Stored items
[Start of Attachment]

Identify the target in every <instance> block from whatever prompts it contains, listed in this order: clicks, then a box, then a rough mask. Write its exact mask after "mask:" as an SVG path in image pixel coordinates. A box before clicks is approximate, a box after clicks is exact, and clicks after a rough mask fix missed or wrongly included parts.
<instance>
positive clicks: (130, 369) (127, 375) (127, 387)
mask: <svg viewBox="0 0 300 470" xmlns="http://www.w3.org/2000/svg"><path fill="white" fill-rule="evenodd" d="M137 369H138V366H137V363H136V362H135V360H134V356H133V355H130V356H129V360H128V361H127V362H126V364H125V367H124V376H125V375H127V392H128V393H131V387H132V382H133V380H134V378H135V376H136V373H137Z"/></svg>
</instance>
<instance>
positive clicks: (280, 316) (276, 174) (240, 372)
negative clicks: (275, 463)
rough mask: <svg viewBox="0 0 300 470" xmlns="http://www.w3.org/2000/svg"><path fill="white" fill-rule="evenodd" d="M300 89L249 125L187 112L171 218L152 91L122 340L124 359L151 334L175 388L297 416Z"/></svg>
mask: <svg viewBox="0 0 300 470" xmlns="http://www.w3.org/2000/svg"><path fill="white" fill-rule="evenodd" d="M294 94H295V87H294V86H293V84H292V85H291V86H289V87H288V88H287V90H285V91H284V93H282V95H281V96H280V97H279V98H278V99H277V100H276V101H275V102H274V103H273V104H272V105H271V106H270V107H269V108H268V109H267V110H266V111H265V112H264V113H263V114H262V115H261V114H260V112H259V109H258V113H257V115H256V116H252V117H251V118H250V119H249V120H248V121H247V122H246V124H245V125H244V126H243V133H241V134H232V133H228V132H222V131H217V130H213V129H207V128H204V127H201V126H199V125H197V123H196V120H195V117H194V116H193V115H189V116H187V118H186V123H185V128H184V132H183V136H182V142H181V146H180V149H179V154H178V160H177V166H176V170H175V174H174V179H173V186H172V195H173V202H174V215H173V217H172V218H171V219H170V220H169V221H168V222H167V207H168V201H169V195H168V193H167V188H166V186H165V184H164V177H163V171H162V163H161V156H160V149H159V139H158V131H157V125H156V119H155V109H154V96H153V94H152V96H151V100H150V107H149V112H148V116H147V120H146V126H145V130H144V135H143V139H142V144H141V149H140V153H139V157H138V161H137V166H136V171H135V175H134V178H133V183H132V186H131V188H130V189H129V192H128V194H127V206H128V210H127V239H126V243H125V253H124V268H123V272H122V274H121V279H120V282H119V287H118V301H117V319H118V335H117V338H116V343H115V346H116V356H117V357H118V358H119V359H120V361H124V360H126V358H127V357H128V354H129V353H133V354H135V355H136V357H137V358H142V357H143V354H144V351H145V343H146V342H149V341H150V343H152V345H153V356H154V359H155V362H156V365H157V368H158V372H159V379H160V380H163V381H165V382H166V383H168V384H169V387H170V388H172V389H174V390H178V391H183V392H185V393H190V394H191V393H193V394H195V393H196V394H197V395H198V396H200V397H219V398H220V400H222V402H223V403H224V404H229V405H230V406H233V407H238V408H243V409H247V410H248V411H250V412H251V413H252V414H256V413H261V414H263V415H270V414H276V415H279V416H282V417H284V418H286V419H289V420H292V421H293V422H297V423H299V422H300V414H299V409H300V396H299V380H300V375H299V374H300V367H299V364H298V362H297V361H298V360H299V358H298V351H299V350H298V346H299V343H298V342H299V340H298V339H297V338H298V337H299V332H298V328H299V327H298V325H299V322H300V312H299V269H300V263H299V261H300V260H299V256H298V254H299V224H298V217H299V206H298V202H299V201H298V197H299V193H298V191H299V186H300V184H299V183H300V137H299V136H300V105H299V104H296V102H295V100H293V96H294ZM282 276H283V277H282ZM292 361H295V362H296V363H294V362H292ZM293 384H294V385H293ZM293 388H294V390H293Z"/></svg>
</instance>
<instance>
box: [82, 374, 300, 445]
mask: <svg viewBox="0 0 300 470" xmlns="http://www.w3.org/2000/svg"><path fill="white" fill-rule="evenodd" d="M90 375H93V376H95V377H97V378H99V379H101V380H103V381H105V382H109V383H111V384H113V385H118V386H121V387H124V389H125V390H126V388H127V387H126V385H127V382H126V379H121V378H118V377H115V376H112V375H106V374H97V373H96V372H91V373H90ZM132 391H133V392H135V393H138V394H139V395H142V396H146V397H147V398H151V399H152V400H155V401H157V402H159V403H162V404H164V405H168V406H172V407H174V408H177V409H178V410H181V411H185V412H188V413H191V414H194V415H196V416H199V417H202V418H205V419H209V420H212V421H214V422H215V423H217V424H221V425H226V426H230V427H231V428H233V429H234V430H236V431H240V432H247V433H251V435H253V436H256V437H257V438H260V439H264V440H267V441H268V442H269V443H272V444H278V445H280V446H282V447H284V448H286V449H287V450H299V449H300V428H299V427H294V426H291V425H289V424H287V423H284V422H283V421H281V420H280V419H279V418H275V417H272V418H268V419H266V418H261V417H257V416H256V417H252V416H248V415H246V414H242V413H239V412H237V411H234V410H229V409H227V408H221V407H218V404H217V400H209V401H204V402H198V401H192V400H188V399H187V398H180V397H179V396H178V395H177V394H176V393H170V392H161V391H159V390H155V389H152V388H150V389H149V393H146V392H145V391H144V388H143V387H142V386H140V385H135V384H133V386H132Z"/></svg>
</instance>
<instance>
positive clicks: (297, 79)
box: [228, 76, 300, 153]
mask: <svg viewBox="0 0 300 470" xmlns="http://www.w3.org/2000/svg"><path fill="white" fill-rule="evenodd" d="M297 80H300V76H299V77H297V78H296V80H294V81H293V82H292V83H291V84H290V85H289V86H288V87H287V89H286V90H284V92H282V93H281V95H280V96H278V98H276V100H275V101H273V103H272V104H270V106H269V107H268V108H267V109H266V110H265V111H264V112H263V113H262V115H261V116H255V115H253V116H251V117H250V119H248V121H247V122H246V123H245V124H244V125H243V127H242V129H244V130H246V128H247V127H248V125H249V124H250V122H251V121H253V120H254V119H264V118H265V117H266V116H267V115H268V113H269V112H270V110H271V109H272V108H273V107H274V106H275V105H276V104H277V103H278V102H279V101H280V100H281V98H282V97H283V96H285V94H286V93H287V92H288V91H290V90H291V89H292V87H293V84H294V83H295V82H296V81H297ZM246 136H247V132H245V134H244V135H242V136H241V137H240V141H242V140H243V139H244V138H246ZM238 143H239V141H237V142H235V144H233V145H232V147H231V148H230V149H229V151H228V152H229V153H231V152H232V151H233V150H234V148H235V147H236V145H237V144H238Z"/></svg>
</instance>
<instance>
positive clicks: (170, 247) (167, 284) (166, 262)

[End of Attachment]

# [Requirement]
Please rewrite every line of the records above as a numbered list, omitting blank lines.

# [Task output]
1. Identify the target in every <instance> block from whatever prompts it contains, listed in this order: clicks, then a box, then a rough mask. Write its exact mask after "mask:" as an SVG path in image pixel coordinates. A box before clicks is approximate, a box after clicks is exact, and clicks after a rough mask fix missed or wrongly included parts.
2. <instance>
3. positive clicks: (130, 369) (127, 375) (127, 387)
4. mask: <svg viewBox="0 0 300 470" xmlns="http://www.w3.org/2000/svg"><path fill="white" fill-rule="evenodd" d="M137 369H138V366H137V363H136V362H135V360H134V356H133V355H130V356H129V360H128V361H127V362H126V364H125V367H124V376H125V375H127V392H128V393H131V387H132V382H133V380H134V378H135V376H136V373H137Z"/></svg>
5. </instance>
6. <instance>
7. positive clicks: (280, 316) (276, 174) (240, 372)
8. negative clicks: (275, 463)
9. rough mask: <svg viewBox="0 0 300 470" xmlns="http://www.w3.org/2000/svg"><path fill="white" fill-rule="evenodd" d="M300 89L249 125L187 112L171 218L152 91L122 340L124 359L151 334L175 388L297 416Z"/></svg>
10. mask: <svg viewBox="0 0 300 470" xmlns="http://www.w3.org/2000/svg"><path fill="white" fill-rule="evenodd" d="M294 94H295V87H294V86H293V84H292V85H291V86H289V87H288V88H287V90H285V91H284V93H282V95H281V96H280V97H279V98H278V99H277V100H276V101H275V102H274V103H273V104H272V105H271V106H270V107H269V108H268V109H267V110H266V111H265V112H264V113H263V114H262V115H261V114H260V112H259V109H258V113H257V115H256V116H252V117H251V118H250V119H249V120H248V121H247V122H246V124H245V125H244V126H243V133H241V134H232V133H228V132H222V131H217V130H213V129H207V128H204V127H201V126H199V125H197V123H196V120H195V117H194V116H193V115H189V116H187V118H186V123H185V128H184V132H183V136H182V142H181V146H180V149H179V154H178V160H177V166H176V170H175V174H174V179H173V186H172V195H173V202H174V215H173V217H172V218H171V219H170V220H169V221H168V222H167V207H168V201H169V195H168V193H167V188H166V186H165V184H164V177H163V171H162V163H161V156H160V149H159V139H158V131H157V125H156V119H155V109H154V96H153V94H152V96H151V100H150V107H149V112H148V116H147V120H146V126H145V130H144V135H143V139H142V144H141V149H140V153H139V157H138V161H137V166H136V171H135V175H134V178H133V183H132V186H131V188H130V189H129V192H128V194H127V206H128V210H127V239H126V243H125V253H124V268H123V272H122V274H121V279H120V282H119V287H118V301H117V319H118V335H117V338H116V343H115V346H116V356H117V357H118V358H119V359H120V361H124V360H126V358H127V357H128V354H129V353H133V354H135V355H136V357H137V358H142V357H143V354H144V351H145V343H146V342H149V341H150V343H152V345H153V356H154V359H155V362H156V365H157V368H158V372H159V379H160V380H163V381H165V382H166V383H168V384H169V387H170V388H172V389H174V390H178V391H183V392H185V393H190V394H191V393H193V394H195V393H196V394H197V395H198V396H200V397H219V398H220V400H222V402H223V403H224V404H229V405H230V406H233V407H238V408H243V409H247V410H248V411H250V412H251V413H252V414H256V413H261V414H263V415H270V414H276V415H279V416H282V417H284V418H286V419H289V420H292V421H293V422H297V423H299V422H300V414H299V409H300V396H299V380H300V375H299V374H300V367H299V364H298V362H297V361H298V360H299V358H298V351H299V350H298V346H299V343H298V342H299V340H298V339H297V338H298V337H299V332H298V328H299V327H298V325H299V322H300V312H299V269H300V263H299V261H300V260H299V256H298V254H299V224H298V217H299V206H298V202H299V201H298V197H299V193H298V191H299V186H300V184H299V183H300V137H299V136H300V105H299V104H296V102H295V100H293V96H294ZM282 276H283V277H282ZM292 361H295V362H296V363H294V362H292ZM293 384H294V385H293ZM293 388H294V390H293Z"/></svg>
11. </instance>
12. <instance>
13. box: [82, 374, 300, 445]
14. mask: <svg viewBox="0 0 300 470" xmlns="http://www.w3.org/2000/svg"><path fill="white" fill-rule="evenodd" d="M90 375H93V376H95V377H97V378H99V379H101V380H103V381H105V382H109V383H111V384H113V385H118V386H121V387H124V389H125V390H126V388H127V387H126V385H127V382H126V379H121V378H118V377H115V376H112V375H106V374H97V373H96V372H91V373H90ZM132 391H133V392H135V393H138V394H139V395H142V396H146V397H147V398H151V399H152V400H155V401H157V402H159V403H162V404H164V405H168V406H172V407H174V408H177V409H178V410H181V411H185V412H188V413H191V414H194V415H196V416H199V417H202V418H205V419H209V420H212V421H214V422H215V423H217V424H221V425H226V426H230V427H231V428H233V429H234V430H236V431H240V432H247V433H251V435H253V436H256V437H257V438H260V439H264V440H267V441H268V442H269V443H272V444H278V445H280V446H282V447H284V448H286V449H287V450H299V449H300V428H299V427H294V426H291V425H289V424H287V423H284V422H283V421H281V420H280V419H279V418H275V417H272V418H268V419H266V418H261V417H257V416H256V417H252V416H248V415H246V414H242V413H239V412H237V411H234V410H229V409H227V408H221V407H218V404H217V400H209V401H204V402H198V401H192V400H188V399H187V398H180V397H179V396H178V395H177V394H176V393H170V392H161V391H159V390H155V389H152V388H150V389H149V393H146V392H145V391H144V388H143V387H142V386H140V385H135V384H133V386H132Z"/></svg>
15. </instance>
16. <instance>
17. positive clicks: (297, 79)
18. box: [228, 76, 300, 153]
19. mask: <svg viewBox="0 0 300 470" xmlns="http://www.w3.org/2000/svg"><path fill="white" fill-rule="evenodd" d="M297 80H300V76H299V77H297V78H296V80H294V81H293V82H292V83H291V84H290V85H289V86H288V87H287V89H286V90H284V92H282V93H281V95H280V96H278V98H276V100H275V101H273V103H272V104H270V106H269V107H268V108H267V109H266V110H265V111H264V112H263V113H262V115H261V116H255V115H253V116H251V117H250V119H248V121H247V122H246V123H245V124H244V125H243V127H242V129H244V130H246V128H247V127H248V125H249V124H250V122H251V121H253V120H254V119H264V118H265V117H266V116H267V115H268V113H269V112H270V110H271V109H272V108H273V107H274V106H275V105H276V104H277V103H278V102H279V101H280V100H281V98H282V97H283V96H285V94H286V93H287V92H288V91H290V90H291V89H292V87H293V84H294V83H295V82H296V81H297ZM246 136H247V132H245V134H244V135H242V136H241V137H240V141H242V140H243V139H244V138H246ZM238 143H239V141H237V142H235V144H233V145H232V147H231V148H230V149H229V151H228V152H229V153H231V152H232V151H233V150H234V148H235V147H236V145H237V144H238Z"/></svg>
20. </instance>
21. <instance>
22. positive clicks: (170, 247) (167, 284) (166, 262)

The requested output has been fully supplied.